» CHALLENGE
Rewrite the material from the line containing "Q: Point out the window" through the end of the material, inclusive, keeping the requests unchanged. Scale every bounding box coordinate in the answers by 2.6 and round to whole numbers, with halves rounded up.

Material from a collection
———
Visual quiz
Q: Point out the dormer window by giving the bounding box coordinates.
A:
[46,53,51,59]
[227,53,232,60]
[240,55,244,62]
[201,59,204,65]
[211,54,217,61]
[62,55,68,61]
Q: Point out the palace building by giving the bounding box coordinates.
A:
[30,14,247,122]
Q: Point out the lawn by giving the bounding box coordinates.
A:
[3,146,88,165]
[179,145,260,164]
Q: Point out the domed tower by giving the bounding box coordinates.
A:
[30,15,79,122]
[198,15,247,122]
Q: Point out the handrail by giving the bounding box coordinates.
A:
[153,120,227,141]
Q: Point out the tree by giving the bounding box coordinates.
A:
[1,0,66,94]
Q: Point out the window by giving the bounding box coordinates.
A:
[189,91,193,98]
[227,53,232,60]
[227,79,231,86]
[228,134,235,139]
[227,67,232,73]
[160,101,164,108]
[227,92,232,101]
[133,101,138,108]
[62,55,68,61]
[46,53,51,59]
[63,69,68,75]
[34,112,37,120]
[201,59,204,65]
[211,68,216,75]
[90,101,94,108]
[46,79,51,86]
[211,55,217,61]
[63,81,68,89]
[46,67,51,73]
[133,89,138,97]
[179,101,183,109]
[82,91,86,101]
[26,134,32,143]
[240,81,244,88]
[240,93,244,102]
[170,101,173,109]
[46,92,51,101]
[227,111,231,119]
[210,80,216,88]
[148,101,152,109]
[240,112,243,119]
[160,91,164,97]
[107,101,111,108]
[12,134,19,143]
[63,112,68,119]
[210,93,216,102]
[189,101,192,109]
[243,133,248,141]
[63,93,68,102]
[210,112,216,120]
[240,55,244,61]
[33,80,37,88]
———
» THE RESULT
Q: Point out the window by giving the bounding box coordinates.
A:
[491,237,502,255]
[590,138,603,156]
[590,205,601,224]
[593,348,611,361]
[590,174,603,190]
[416,263,426,281]
[590,239,603,263]
[346,263,359,281]
[161,143,177,159]
[120,138,133,153]
[164,179,177,195]
[88,291,96,312]
[523,153,530,169]
[549,177,562,195]
[234,263,244,281]
[120,205,133,224]
[549,143,564,159]
[164,211,177,231]
[120,174,133,190]
[346,231,359,252]
[465,263,476,283]
[213,237,224,263]
[68,348,83,372]
[624,211,634,229]
[624,242,634,265]
[442,263,450,283]
[120,239,133,263]
[590,289,601,309]
[546,208,562,229]
[385,263,395,283]
[624,291,632,309]
[416,237,426,252]
[278,263,289,281]
[31,348,49,372]
[164,291,177,309]
[546,242,562,265]
[491,263,499,283]
[632,346,645,367]
[164,242,177,265]
[546,291,562,312]
[624,143,634,159]
[86,208,96,229]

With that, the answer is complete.